- _REQUIREMENT_
Tally how many lines of the material below contain the string "black". Reply with that number alone.

- _Excerpts from a pointing dataset_
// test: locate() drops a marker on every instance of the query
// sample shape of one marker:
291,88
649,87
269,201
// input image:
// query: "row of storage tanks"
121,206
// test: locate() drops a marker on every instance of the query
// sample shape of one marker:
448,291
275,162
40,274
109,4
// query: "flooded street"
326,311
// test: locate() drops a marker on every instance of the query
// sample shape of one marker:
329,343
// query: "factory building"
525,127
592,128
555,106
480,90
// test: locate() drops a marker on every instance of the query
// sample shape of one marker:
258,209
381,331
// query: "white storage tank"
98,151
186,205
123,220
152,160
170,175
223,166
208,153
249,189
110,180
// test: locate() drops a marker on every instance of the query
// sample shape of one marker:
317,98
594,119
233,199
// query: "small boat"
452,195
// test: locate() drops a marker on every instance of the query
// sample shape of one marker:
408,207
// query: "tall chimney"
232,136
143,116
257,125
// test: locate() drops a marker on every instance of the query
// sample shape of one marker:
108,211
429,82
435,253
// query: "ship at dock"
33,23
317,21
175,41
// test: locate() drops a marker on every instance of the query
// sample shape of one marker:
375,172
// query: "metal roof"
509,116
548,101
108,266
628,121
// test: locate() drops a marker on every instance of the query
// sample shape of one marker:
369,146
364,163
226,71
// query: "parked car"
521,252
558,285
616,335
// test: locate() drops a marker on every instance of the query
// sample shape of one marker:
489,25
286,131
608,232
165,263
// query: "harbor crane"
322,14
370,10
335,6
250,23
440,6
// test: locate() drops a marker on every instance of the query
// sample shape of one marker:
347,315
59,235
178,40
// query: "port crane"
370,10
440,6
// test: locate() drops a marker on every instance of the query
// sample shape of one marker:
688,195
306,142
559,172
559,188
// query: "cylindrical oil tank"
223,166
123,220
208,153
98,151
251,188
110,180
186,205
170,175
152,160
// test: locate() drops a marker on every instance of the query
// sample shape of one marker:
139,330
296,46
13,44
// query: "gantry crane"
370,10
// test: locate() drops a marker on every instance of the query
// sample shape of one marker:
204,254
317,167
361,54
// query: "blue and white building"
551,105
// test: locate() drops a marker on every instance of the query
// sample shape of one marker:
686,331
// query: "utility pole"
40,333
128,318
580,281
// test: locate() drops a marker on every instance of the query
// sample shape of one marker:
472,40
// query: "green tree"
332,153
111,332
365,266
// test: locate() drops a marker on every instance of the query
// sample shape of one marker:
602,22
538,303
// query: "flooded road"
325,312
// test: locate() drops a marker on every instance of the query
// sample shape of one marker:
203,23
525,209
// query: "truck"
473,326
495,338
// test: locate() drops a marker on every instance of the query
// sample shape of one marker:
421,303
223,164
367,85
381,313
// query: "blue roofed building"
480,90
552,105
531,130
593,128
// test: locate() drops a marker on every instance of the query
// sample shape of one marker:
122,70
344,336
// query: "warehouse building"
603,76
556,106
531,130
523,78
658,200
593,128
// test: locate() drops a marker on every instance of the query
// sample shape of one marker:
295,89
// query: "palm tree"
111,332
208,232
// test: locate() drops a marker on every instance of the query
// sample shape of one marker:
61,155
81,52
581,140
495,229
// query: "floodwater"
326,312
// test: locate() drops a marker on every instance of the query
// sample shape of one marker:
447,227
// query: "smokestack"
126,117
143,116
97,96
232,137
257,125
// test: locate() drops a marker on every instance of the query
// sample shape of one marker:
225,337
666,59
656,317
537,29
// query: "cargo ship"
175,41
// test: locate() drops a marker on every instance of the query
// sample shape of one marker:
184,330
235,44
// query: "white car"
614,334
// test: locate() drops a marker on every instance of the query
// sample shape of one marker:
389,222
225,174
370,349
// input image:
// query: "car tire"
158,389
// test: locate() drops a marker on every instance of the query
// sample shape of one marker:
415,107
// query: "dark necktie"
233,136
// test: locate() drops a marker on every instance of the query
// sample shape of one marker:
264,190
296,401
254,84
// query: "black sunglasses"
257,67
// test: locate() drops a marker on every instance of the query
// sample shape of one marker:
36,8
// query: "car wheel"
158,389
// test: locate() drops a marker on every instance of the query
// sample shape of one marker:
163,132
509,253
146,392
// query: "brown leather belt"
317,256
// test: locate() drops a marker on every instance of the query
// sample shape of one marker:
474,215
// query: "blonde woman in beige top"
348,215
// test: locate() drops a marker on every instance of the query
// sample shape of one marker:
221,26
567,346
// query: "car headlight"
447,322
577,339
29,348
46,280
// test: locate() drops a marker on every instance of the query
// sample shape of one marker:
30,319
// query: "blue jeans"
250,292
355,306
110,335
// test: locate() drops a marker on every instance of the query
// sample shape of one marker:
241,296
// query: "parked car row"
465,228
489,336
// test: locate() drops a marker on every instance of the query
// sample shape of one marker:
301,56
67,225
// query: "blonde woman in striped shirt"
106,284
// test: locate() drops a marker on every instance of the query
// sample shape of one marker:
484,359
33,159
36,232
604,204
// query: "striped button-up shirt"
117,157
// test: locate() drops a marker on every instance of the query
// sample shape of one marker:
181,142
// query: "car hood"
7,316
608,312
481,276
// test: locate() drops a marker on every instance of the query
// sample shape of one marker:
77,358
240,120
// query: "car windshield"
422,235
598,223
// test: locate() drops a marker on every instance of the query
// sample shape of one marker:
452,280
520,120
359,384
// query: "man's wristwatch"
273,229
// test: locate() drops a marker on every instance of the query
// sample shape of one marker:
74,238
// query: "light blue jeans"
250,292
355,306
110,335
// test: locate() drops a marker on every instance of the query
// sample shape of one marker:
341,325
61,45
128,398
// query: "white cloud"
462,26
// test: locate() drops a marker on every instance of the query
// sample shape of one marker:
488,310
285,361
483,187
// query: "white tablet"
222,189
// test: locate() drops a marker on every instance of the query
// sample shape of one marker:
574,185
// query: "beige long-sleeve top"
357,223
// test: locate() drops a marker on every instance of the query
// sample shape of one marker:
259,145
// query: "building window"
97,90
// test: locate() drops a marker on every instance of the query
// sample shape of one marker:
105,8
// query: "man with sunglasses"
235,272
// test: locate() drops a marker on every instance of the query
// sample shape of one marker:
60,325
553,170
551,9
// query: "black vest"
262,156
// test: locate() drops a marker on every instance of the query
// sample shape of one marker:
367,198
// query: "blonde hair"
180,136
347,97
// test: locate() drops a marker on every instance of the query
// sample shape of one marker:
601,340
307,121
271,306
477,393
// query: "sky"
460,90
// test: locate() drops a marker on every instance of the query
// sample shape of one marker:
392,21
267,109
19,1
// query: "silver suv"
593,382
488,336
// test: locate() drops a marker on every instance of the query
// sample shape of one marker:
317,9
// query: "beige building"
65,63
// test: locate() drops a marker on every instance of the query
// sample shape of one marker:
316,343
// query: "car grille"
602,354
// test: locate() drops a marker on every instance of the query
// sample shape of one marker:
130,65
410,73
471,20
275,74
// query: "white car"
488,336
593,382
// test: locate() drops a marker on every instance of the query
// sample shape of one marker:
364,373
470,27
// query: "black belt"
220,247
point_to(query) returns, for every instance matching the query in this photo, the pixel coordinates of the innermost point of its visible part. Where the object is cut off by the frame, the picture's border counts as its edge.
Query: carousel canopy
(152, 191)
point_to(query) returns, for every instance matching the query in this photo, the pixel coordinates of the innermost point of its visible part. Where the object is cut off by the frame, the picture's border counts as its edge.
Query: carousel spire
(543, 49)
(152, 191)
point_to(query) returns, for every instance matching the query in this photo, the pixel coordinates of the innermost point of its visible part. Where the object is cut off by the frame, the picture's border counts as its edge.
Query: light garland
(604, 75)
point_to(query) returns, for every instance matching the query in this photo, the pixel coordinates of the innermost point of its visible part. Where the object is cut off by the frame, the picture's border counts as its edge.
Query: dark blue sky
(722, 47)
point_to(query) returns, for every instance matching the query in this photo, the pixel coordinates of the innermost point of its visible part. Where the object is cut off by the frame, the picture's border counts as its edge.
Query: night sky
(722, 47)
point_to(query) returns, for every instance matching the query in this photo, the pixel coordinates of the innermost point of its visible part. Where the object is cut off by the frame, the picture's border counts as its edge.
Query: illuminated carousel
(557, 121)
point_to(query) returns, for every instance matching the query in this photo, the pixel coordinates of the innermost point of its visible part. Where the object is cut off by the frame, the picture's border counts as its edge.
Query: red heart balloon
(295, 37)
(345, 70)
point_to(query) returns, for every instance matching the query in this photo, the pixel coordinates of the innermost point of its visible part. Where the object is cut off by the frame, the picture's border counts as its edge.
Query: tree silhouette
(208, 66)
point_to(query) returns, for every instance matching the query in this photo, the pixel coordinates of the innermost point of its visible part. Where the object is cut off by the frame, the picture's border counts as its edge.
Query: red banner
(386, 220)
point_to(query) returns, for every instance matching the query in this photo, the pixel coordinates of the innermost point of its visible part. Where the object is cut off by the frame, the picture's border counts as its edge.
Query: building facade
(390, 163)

- _COMPLETED TASK_
3